| Exercise goal |
Print exactly the lines from the one containing "Objective — one marker per instance of the cocktail" through the last line of the listing, both included.

/---

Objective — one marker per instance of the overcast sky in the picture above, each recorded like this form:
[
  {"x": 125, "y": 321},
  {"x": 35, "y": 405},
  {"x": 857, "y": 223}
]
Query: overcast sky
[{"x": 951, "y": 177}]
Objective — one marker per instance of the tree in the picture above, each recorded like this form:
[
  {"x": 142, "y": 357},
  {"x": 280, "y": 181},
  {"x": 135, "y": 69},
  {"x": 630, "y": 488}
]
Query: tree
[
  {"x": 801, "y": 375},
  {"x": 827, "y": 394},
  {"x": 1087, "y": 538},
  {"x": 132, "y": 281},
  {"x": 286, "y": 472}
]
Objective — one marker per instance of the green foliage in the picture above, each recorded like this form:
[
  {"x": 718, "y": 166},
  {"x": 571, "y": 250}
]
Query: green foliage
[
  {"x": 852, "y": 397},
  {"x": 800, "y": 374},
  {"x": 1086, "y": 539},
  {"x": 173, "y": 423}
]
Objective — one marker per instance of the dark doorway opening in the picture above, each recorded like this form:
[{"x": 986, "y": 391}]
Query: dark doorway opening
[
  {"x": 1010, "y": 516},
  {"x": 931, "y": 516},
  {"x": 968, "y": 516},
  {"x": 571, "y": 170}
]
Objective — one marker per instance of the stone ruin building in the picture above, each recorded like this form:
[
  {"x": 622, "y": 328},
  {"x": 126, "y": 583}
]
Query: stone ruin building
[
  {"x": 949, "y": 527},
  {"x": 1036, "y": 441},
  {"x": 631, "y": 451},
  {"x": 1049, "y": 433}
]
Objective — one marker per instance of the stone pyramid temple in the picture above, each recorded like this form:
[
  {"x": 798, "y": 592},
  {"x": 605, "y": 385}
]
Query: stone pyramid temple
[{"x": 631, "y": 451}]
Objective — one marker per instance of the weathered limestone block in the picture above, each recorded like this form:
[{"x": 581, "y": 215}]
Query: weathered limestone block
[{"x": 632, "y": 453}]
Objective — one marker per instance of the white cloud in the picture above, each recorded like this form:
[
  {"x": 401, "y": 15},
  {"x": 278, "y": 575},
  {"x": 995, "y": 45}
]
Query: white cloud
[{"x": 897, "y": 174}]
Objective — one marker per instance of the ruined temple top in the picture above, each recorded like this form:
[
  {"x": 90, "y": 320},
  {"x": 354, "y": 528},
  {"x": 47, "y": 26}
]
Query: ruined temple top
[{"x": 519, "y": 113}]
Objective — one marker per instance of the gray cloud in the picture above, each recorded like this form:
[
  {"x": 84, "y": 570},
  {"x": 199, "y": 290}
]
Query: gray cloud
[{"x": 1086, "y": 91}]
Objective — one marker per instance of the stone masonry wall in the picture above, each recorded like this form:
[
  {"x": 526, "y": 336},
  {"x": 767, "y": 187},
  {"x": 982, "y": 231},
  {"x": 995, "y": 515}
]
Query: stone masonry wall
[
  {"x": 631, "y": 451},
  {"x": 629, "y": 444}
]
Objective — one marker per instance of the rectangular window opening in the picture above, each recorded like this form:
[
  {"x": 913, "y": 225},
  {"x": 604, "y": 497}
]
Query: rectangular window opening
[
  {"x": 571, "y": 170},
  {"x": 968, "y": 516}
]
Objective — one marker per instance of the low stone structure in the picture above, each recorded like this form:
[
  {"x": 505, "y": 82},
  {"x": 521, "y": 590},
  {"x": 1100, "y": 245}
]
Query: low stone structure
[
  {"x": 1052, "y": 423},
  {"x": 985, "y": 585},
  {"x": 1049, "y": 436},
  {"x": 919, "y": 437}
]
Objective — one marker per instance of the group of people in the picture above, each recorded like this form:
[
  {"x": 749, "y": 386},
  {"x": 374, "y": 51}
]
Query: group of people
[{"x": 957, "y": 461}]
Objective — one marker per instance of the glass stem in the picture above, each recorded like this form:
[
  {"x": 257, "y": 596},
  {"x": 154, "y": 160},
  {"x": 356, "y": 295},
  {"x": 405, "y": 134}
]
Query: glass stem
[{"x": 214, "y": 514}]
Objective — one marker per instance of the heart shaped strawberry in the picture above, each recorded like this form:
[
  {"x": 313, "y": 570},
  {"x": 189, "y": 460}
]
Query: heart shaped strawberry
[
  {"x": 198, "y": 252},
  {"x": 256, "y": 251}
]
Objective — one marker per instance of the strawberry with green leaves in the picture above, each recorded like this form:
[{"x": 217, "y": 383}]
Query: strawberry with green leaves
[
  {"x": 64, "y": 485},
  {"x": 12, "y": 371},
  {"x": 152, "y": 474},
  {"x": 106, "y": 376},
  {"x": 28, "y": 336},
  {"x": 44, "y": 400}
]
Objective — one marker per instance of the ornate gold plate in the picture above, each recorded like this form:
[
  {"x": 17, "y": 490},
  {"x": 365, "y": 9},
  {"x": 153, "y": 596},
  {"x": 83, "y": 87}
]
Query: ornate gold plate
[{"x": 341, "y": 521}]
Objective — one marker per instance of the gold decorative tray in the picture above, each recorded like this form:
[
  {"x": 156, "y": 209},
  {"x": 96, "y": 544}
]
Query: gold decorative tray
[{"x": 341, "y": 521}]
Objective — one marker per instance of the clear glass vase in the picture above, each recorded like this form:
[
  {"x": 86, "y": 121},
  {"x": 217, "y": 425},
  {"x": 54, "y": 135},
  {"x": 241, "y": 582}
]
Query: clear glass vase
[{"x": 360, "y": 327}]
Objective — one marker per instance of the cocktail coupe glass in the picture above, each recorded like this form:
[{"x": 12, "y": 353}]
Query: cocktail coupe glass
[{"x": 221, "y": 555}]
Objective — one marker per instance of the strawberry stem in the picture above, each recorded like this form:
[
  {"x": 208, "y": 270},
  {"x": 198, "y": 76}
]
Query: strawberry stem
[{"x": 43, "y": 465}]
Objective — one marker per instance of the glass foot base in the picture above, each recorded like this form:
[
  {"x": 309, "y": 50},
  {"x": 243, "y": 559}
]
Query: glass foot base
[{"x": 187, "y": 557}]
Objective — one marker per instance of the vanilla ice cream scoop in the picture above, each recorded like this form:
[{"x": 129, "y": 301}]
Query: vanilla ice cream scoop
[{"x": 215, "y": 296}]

\---

| Solution for this problem |
Objective — one marker per instance of the cocktail coupe glass in the picture above, each recorded like this form:
[{"x": 12, "y": 353}]
Query: cocktail coupe glass
[{"x": 221, "y": 555}]
Objective — one marker per instance of the strawberry stem in the picture above, each recorded like this form:
[
  {"x": 208, "y": 270},
  {"x": 198, "y": 76}
]
Query: strawberry stem
[{"x": 43, "y": 465}]
Objective — one marker per instance of the glass foot base in the picture above, each recorded like this form:
[
  {"x": 309, "y": 50},
  {"x": 243, "y": 559}
]
Query: glass foot base
[{"x": 187, "y": 557}]
Objective — one marker per instance of the vanilla ice cream scoop in the picture above, each recorded like this form:
[{"x": 129, "y": 301}]
Query: vanilla ice cream scoop
[{"x": 215, "y": 296}]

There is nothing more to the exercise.